== WHAT THIS TASK INVOLVES ==
Rescale the items starting at the line that contains "[trace] red umbrella -> outlines" and ending with the last item, both ends included. Reproduce only these lines, item wording included, with every vertex coordinate in the outlines multiplied by 1.9 and rounded to the nearest whole number, halves rounded up.
···
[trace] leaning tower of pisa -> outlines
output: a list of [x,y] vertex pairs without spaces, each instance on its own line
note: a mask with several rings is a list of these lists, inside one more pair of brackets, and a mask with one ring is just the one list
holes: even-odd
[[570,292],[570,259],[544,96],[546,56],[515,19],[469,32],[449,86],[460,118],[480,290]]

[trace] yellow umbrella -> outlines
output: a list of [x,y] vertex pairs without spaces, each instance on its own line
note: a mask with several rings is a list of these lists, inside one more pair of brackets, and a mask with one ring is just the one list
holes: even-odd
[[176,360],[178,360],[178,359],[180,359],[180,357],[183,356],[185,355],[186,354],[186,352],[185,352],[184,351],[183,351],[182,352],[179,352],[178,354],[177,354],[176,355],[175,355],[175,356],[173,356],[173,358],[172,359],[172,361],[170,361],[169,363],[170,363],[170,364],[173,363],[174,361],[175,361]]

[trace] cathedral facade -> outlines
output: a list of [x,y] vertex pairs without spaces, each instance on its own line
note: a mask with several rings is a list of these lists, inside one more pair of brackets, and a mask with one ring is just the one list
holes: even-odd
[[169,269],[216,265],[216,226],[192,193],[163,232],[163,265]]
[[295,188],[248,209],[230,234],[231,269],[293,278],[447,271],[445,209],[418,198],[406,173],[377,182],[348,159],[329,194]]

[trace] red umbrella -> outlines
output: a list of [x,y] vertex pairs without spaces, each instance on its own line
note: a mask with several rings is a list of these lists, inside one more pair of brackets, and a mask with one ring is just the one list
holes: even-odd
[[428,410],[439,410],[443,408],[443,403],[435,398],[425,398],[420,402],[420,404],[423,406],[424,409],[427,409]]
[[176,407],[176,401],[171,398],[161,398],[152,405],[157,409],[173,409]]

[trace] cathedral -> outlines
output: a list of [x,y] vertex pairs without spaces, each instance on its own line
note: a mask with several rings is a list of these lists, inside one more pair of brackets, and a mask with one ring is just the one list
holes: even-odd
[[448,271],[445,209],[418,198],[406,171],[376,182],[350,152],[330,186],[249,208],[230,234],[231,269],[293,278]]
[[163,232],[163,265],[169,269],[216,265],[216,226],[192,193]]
···
== REPLY TO THE EXERCISE ==
[trace] red umbrella -> outlines
output: a list of [x,y] vertex pairs without spaces, each instance on its own line
note: a mask with several rings is a list of these lists, inside one more pair of brackets, and a mask with one ring is just the one list
holes: even-odd
[[813,779],[834,779],[842,775],[842,766],[827,756],[808,756],[798,764],[798,768],[804,771],[806,777],[811,777]]
[[334,773],[334,762],[325,756],[306,756],[289,770],[298,777],[329,777]]

[trace] cathedral -> outlines
output: a list of [x,y] vertex pairs without spaces, each instance on its own line
note: a mask with several rings is a list of these lists, inside one more pair of brackets, and a mask with one ring is just the one list
holes: even-odd
[[851,515],[846,397],[794,376],[771,325],[714,346],[665,289],[627,353],[473,395],[437,445],[439,511],[557,528]]
[[310,441],[310,504],[321,511],[410,504],[410,429],[365,367]]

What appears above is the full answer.